Text excerpt
>>>>
Single by Britney Spears and Backstreet Boys

from the album Glory
- Released: December 18, 2020
- Recorded: 2017
- Studio: Encore Studios (Burbank, CA)
- Genre: Dance; electropop; glitch pop;
- Length: 2:52
- Label: RCA
- Songwriters: Michael Wise; Asia Whiteacre; Justin Tranter; Ian Kirkpatrick;
- Producers: Wise; Kirkpatrick;

Britney Spears singles chronology
| "Swimming in the Stars" (2020) | "Matches" (2020) | "Hold Me Closer" (2022) |

Backstreet Boys singles chronology
| "No Place" (2019) | "Matches" (2020) | "Last Christmas" (2022) |

Audio video
- "Matches" on YouTube

= Matches (Britney Spears and Backstreet Boys song) =

2020 single by Britney Spears and Backstreet Boys

"Matches" is a song recorded by American singer Britney Spears and American boy band Backstreet Boys from the 2020 deluxe edition of Spears' ninth studio album, Glory (2016). It was written by Asia Whiteacre, Justin Tranter, and the song's producers Michael Wise and Ian Kirkpatrick. It is a dance, electropop, and glitch pop song consisting of the lyrics describing a dangerous relationship. The single met with positive reception, with critics pointing out the "90's vibe" that the song gives off.
<<<<
Work task
Copy out the full text about the song "Matches" word for word.

Records shown
>>>>
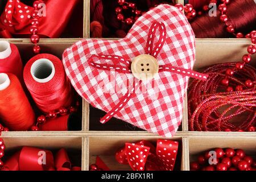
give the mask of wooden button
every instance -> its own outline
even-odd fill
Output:
[[[141,80],[153,78],[158,73],[159,68],[157,60],[151,55],[141,55],[131,61],[131,72],[135,78]]]

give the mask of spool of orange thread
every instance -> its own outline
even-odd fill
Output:
[[[0,118],[12,131],[29,130],[35,114],[17,77],[0,73]]]

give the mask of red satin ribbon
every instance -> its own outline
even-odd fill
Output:
[[[58,38],[68,22],[79,0],[48,0],[46,1],[46,16],[39,18],[39,34],[51,38]],[[31,17],[34,8],[18,0],[9,0],[0,16],[0,28],[7,38],[14,35],[30,35]],[[8,32],[9,33],[7,33]]]
[[[46,157],[45,160],[42,159],[43,156]],[[53,159],[53,155],[50,151],[23,147],[20,151],[5,163],[5,166],[8,167],[10,171],[81,171],[80,167],[72,167],[64,148],[56,153]]]
[[[117,151],[115,159],[134,171],[172,171],[178,146],[177,142],[166,139],[158,139],[156,148],[147,140],[126,143]]]
[[[155,43],[155,34],[158,30],[159,32],[159,39]],[[155,57],[157,60],[157,57],[166,42],[167,36],[166,28],[164,23],[162,22],[154,22],[149,30],[146,46],[145,47],[145,53]],[[101,61],[104,63],[97,63],[96,61]],[[111,60],[113,64],[105,63],[107,60]],[[131,73],[130,69],[131,62],[130,60],[125,60],[122,56],[117,55],[92,55],[89,59],[90,66],[101,70],[112,71],[114,69],[118,73]],[[175,74],[179,74],[183,76],[189,76],[194,78],[201,80],[206,80],[207,75],[200,73],[191,69],[183,68],[172,67],[171,64],[159,65],[159,72],[170,72]],[[101,118],[100,122],[105,123],[109,121],[117,113],[119,112],[128,101],[135,94],[134,92],[138,86],[139,86],[141,81],[136,82],[134,87],[129,90],[123,97],[121,98],[119,102],[115,107],[112,108],[104,117]]]

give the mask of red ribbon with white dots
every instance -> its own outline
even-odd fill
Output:
[[[159,39],[155,43],[155,33],[158,30],[159,32]],[[162,22],[154,22],[152,23],[149,30],[146,46],[145,47],[145,53],[154,56],[157,60],[157,57],[166,42],[167,32],[164,24]],[[113,63],[98,63],[96,61],[101,61],[106,63],[112,61]],[[88,60],[90,67],[96,69],[104,71],[113,71],[122,73],[131,73],[131,64],[130,60],[125,60],[123,57],[117,55],[93,55]],[[194,78],[201,80],[206,80],[208,75],[200,73],[191,69],[183,68],[173,67],[171,64],[160,65],[159,73],[162,72],[170,72],[171,73],[179,74],[184,76],[189,76]],[[105,123],[109,121],[116,113],[119,112],[128,101],[135,95],[134,92],[137,88],[139,87],[141,81],[135,82],[134,88],[131,90],[129,90],[119,100],[117,105],[112,108],[104,117],[100,119],[102,123]]]
[[[134,171],[173,171],[178,146],[177,142],[166,139],[158,139],[156,148],[147,140],[126,143],[117,151],[115,159]]]

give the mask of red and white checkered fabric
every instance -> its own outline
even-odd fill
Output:
[[[68,78],[78,93],[93,106],[106,112],[111,110],[127,90],[122,85],[136,78],[131,73],[96,69],[89,65],[88,59],[96,54],[118,55],[131,60],[144,54],[148,30],[155,20],[165,24],[167,33],[156,57],[159,65],[192,68],[195,39],[187,18],[174,6],[159,5],[140,17],[123,39],[84,39],[64,51],[63,63]],[[158,34],[156,31],[156,42]],[[179,74],[159,72],[153,79],[157,85],[136,93],[114,117],[160,135],[172,136],[181,122],[188,79]]]

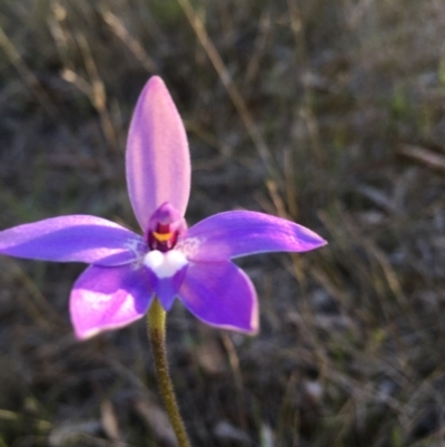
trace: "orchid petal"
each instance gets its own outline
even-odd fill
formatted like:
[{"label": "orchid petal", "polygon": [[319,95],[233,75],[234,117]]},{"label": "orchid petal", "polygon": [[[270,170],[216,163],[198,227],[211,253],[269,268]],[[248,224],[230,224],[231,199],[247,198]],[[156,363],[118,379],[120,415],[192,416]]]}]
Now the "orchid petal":
[{"label": "orchid petal", "polygon": [[250,334],[258,331],[255,288],[246,273],[231,262],[190,262],[179,298],[207,324]]},{"label": "orchid petal", "polygon": [[306,252],[325,245],[318,234],[285,218],[231,211],[191,226],[177,245],[191,261],[224,261],[265,252]]},{"label": "orchid petal", "polygon": [[177,250],[152,250],[144,259],[149,281],[166,311],[171,309],[187,272],[187,260]]},{"label": "orchid petal", "polygon": [[0,253],[59,262],[119,265],[144,251],[141,236],[105,218],[70,215],[0,232]]},{"label": "orchid petal", "polygon": [[71,291],[70,314],[76,336],[87,339],[142,318],[152,297],[142,269],[91,265]]},{"label": "orchid petal", "polygon": [[154,76],[139,96],[127,142],[127,184],[142,231],[169,202],[184,216],[190,194],[187,134],[164,81]]}]

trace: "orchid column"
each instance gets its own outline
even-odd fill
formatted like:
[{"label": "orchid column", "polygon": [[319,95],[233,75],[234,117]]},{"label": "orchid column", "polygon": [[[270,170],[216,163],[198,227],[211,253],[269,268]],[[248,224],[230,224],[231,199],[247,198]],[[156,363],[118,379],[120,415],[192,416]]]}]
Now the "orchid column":
[{"label": "orchid column", "polygon": [[176,299],[207,324],[253,334],[258,302],[234,257],[305,252],[326,244],[313,231],[263,213],[216,214],[187,229],[187,135],[159,77],[144,88],[126,155],[128,193],[142,235],[90,215],[69,215],[0,232],[0,253],[90,266],[71,291],[75,333],[87,339],[148,311],[161,393],[181,447],[189,446],[168,376],[165,319]]}]

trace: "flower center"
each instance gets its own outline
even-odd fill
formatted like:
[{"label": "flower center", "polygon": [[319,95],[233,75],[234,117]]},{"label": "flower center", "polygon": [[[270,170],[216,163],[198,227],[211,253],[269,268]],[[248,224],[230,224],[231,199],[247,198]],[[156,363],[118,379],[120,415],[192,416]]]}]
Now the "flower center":
[{"label": "flower center", "polygon": [[157,225],[157,231],[148,233],[148,245],[151,250],[159,250],[165,253],[171,250],[178,241],[178,231],[170,231],[170,225]]},{"label": "flower center", "polygon": [[144,265],[150,269],[159,279],[172,278],[187,265],[187,259],[177,250],[170,250],[167,253],[152,250],[145,255]]},{"label": "flower center", "polygon": [[146,237],[150,250],[166,253],[175,247],[186,231],[184,217],[166,202],[152,214]]}]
<<<<
Task answer
Single by Britney Spears and Backstreet Boys

from the album Glory
- Released: December 18, 2020
- Recorded: 2017
- Studio: Encore Studios (Burbank, CA)
- Genre: Dance; electropop; glitch pop;
- Length: 2:52
- Label: RCA
- Songwriters: Michael Wise; Asia Whiteacre; Justin Tranter; Ian Kirkpatrick;
- Producers: Wise; Kirkpatrick;

Britney Spears singles chronology
| "Swimming in the Stars" (2020) | "Matches" (2020) | "Hold Me Closer" (2022) |

Backstreet Boys singles chronology
| "No Place" (2019) | "Matches" (2020) | "Last Christmas" (2022) |

Audio video
- "Matches" on YouTube

= Matches (Britney Spears and Backstreet Boys song) =

2020 single by Britney Spears and Backstreet Boys

"Matches" is a song recorded by American singer Britney Spears and American boy band Backstreet Boys from the 2020 deluxe edition of Spears' ninth studio album, Glory (2016). It was written by Asia Whiteacre, Justin Tranter, and the song's producers Michael Wise and Ian Kirkpatrick. It is a dance, electropop, and glitch pop song consisting of the lyrics describing a dangerous relationship. The single met with positive reception, with critics pointing out the "90's vibe" that the song gives off.